ISTOÉ – Qual é a responsabilidade das elites no caos social brasileiro?


Fragoso – Entender esse quadro é o meu esforço, mas há poucos estudos sobre o assunto. Pode-se dizer tranqüilamente o nome de um titular de grande fortuna nos EUA no fim do século XIX e início do século XX: Henry Ford, por exemplo. Diga o nome de um titular aqui no Brasil. Não se conhece! Isso seria um estudo elementar: quais são as grandes fortunas? Sabemos que o País tem uma das maiores concentrações de renda. Quando a gente tenta nomear os agentes dessa concentração, fica complicado. O comendador Valim, por exemplo, morreu em 1872 e tinha o correspondente a 10% do numerário em circulação no País – e ele está longe de ser uma das maiores fortunas. Isso mostra o grau de desconhecimento. Sabemos muito mais sobre a escravidão do que sobre as elites.


ISTOÉ – A escravidão determinou a exclusão social que existe hoje no Brasil?


Fragoso – Não sei se foi determinante. Mas a herança da escravidão se traduz também na existência de uma estratificação no interior dos oprimidos. Aquela história na qual dois carros guiados por motoristas particulares colidem. Um deles desce o vidro e pergunta: você sabe quem é o meu patrão? É o racismo de um negro para outro ou de um mulato para outro ou de um negro em situação um pouco melhor para outro negro em situação inferior.


ISTOÉ – O racismo é um mal generalizado entre os brasileiros?


Fragoso – Digo aos meus alunos: dentro de todos nós, brasileiros, existe um pequeno coronel da República Velha. É um coronel pardo e racista. Se existe uma cultura brasileira, um de seus traços definidores é a presença desse personagem.


ISTOÉ – A política de cotas pode ajudar a amenizar essa exclusão?


Fragoso – Confesso que não tenho uma opinião formada. Mas essa concepção me preocupa pelas seqüelas que pode trazer. Em primeiro lugar, a idéia de etnia, que já está ultrapassada. Temos no Brasil uma miscigenação fantástica. Eu, por exemplo, declaro minha cor dependendo do meu humor. Algumas vezes me declaro branco, outras pardo e outras negro. A miscigenação é um fenômeno muito importante. Isso coloca a discussão de cotas em outro patamar. Talvez devessem ser definidas por critérios socio- econômicas em vez da cor da pele. Uma pesquisa recente mostrou que vários negros brasileiros têm mais DNA de europeu do que de negro.


ISTOÉ – Se a discriminação é mais praticada contra negros, não seria correto concluir que a noção de etnia existe na vida real?


Fragoso – Com certeza. O que quero sublinhar é que, muitas vezes, aquele policial que pára o negro ou o mulato em uma blitz também é negro. São as diferenças no interior da senzala. Além de oprimido e opressor, temos também esse tipo de racismo, fundamental para entendermos nossa condição. Acho que damos pouca atenção a isso.

——————

◆ LISTA DE TAREFAS:
A. Imprima o trecho da entrevista que vai de "Fragoso – Confesso" até "que de negro.".
B. Responda com base na entrevista:
(i) Em que ano morreu o comendador Valim?
(ii) Que nome Fragoso cita como exemplo de titular de grande fortuna nos EUA?
(iii) Segundo Fragoso, que personagem existe dentro de todos os brasileiros?

◆ DADOS FORNECIDOS:
——————

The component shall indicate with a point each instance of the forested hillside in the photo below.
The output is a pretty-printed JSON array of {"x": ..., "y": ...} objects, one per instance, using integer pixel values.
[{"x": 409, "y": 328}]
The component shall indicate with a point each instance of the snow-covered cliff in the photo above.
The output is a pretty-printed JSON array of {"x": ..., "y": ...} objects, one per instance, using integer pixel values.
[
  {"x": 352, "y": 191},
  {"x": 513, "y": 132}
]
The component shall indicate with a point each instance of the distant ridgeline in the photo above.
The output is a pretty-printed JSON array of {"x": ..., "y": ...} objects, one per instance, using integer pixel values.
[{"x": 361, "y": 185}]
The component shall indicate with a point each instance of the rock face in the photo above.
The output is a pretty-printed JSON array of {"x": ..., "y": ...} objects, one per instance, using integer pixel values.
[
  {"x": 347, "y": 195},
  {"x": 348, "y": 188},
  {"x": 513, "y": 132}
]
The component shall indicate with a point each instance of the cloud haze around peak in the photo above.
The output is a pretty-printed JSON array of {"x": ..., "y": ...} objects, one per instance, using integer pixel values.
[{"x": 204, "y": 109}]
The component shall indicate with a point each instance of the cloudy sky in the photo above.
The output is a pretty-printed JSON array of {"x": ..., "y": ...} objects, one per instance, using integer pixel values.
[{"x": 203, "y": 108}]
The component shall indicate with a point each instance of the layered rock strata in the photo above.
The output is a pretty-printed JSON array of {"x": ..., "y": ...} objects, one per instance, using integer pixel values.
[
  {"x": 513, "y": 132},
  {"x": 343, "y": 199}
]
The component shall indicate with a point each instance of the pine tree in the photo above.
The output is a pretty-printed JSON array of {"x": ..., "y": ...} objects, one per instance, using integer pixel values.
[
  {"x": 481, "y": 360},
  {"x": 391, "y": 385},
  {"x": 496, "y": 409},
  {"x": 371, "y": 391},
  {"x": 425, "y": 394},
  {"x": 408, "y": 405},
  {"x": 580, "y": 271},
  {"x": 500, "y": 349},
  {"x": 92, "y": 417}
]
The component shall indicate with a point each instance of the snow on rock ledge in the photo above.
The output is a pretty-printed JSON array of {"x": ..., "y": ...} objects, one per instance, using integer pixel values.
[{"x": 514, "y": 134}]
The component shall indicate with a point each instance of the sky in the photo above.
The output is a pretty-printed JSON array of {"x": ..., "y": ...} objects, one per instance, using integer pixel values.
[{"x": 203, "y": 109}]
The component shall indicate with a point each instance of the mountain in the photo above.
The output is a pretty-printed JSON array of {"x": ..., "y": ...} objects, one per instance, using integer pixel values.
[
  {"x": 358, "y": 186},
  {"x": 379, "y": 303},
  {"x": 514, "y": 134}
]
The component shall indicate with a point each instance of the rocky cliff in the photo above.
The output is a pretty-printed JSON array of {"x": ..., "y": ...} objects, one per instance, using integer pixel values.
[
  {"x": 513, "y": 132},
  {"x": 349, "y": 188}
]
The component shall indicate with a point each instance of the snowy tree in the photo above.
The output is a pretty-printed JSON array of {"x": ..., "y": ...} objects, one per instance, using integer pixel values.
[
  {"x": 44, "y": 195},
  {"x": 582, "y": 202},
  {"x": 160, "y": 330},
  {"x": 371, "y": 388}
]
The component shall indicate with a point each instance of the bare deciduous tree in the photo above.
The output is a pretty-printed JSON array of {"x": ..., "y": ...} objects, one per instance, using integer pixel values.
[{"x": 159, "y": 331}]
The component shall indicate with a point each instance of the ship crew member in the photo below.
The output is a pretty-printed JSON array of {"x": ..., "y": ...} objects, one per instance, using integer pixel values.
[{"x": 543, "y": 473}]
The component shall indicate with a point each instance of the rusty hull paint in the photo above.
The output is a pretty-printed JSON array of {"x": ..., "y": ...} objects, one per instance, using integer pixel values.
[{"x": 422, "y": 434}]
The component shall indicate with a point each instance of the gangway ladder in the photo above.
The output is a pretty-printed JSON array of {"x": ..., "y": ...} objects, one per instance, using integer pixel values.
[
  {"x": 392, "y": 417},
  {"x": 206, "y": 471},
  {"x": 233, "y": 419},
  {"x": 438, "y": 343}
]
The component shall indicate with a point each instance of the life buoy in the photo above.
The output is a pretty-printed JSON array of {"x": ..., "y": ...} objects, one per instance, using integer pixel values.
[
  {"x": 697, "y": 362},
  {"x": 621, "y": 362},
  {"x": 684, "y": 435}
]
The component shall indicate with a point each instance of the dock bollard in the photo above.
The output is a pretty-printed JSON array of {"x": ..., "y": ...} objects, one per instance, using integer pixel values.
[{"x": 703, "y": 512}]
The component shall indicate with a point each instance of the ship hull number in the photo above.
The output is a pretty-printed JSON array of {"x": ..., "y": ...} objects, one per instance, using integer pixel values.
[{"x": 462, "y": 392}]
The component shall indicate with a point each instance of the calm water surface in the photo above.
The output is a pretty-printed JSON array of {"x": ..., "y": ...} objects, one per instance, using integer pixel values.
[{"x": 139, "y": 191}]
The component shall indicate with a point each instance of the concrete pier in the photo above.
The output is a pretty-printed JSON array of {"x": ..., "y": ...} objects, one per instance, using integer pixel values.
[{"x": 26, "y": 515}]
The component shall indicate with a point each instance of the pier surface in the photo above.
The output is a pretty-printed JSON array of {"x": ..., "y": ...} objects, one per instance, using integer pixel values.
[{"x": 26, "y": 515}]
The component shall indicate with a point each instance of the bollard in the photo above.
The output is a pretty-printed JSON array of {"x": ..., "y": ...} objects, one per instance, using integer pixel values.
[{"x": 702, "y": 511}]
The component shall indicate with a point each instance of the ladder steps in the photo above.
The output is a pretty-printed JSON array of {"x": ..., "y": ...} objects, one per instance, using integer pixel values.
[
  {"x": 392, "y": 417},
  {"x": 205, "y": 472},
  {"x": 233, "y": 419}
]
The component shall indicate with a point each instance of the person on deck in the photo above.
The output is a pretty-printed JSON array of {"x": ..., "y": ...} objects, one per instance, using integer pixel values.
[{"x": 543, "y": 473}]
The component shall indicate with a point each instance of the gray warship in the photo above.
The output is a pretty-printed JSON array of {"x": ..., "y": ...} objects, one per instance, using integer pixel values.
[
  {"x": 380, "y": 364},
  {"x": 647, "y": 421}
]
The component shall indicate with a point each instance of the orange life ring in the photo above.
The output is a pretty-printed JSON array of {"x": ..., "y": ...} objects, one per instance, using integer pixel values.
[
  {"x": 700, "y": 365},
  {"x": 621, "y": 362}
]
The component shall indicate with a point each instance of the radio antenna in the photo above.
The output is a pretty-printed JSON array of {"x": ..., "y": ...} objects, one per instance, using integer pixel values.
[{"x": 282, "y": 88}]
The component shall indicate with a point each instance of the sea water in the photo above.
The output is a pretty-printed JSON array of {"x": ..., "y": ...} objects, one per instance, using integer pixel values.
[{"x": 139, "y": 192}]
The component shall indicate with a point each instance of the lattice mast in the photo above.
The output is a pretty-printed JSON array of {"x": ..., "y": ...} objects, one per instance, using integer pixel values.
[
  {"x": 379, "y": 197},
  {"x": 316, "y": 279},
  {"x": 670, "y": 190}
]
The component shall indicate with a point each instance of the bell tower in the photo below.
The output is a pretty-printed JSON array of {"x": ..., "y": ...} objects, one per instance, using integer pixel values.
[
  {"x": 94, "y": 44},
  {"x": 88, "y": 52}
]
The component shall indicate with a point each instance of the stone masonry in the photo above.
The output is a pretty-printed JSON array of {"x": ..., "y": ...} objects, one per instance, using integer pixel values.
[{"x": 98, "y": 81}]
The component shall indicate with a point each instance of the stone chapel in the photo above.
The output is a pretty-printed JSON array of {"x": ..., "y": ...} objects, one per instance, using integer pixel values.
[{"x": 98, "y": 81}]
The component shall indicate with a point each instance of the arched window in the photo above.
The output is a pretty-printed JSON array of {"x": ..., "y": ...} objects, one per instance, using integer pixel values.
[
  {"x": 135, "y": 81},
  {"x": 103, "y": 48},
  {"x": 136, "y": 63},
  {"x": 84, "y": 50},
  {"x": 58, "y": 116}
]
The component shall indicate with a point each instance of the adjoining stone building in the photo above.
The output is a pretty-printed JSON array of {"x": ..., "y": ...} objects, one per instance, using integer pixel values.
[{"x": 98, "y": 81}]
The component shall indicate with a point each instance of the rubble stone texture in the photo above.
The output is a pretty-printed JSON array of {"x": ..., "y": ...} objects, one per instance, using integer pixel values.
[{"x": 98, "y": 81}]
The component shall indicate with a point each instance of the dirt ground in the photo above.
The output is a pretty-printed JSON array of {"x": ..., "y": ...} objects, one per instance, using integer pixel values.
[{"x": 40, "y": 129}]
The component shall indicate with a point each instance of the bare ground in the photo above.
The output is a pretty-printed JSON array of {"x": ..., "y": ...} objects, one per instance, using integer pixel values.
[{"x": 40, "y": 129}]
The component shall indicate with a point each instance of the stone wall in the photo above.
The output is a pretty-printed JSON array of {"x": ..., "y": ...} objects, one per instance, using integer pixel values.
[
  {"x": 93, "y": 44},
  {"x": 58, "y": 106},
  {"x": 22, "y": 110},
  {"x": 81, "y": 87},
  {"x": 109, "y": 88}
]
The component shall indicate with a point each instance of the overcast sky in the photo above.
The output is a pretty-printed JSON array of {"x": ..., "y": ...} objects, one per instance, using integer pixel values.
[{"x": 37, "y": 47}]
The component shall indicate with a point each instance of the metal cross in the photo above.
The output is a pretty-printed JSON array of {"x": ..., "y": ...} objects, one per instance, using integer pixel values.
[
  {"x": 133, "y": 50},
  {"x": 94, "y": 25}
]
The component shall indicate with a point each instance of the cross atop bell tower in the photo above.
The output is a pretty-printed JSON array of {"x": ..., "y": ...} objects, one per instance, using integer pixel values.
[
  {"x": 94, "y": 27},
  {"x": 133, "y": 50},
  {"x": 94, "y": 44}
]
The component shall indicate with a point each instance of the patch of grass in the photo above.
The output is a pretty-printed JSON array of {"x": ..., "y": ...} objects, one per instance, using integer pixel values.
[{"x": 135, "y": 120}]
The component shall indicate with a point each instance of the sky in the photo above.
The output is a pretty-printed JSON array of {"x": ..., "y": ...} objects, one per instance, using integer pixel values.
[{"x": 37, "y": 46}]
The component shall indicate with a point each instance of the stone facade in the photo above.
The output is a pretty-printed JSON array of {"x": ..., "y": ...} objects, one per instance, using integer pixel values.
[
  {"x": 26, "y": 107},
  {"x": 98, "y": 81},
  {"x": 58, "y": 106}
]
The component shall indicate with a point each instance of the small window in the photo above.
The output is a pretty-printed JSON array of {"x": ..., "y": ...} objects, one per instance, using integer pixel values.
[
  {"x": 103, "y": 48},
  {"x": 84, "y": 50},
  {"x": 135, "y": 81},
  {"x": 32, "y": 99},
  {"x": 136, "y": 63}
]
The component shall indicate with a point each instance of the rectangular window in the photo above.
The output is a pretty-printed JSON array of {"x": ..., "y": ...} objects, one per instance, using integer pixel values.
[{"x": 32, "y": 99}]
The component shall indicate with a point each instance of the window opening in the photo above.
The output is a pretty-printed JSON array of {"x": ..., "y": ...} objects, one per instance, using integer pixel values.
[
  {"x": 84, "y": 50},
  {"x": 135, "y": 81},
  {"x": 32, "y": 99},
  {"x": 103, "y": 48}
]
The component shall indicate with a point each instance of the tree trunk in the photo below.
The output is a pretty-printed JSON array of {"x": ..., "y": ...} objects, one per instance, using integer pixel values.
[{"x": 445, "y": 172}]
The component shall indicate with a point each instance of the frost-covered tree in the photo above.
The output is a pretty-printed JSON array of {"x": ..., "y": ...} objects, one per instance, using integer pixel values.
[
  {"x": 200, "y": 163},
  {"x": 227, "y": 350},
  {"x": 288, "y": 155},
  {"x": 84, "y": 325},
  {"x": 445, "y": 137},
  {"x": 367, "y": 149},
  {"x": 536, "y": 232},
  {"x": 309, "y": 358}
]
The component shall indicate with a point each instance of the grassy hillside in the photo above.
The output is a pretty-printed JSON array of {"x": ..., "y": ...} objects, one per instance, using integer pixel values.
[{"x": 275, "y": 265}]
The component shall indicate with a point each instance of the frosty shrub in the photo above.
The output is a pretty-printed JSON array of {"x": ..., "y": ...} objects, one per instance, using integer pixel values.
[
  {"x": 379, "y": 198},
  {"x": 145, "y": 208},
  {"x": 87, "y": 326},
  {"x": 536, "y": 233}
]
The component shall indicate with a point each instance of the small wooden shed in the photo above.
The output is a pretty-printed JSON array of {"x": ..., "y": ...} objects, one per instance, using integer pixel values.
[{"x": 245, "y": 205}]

——————

◆ RESPOSTAS:
A.
Fragoso – Confesso que não tenho uma opinião formada. Mas essa concepção me preocupa pelas seqüelas que pode trazer. Em primeiro lugar, a idéia de etnia, que já está ultrapassada. Temos no Brasil uma miscigenação fantástica. Eu, por exemplo, declaro minha cor dependendo do meu humor. Algumas vezes me declaro branco, outras pardo e outras negro. A miscigenação é um fenômeno muito importante. Isso coloca a discussão de cotas em outro patamar. Talvez devessem ser definidas por critérios socio- econômicas em vez da cor da pele. Uma pesquisa recente mostrou que vários negros brasileiros têm mais DNA de europeu do que de negro.

B.
(i) Em 1872.
(ii) Henry Ford.
(iii) Um pequeno coronel da República Velha, pardo e racista.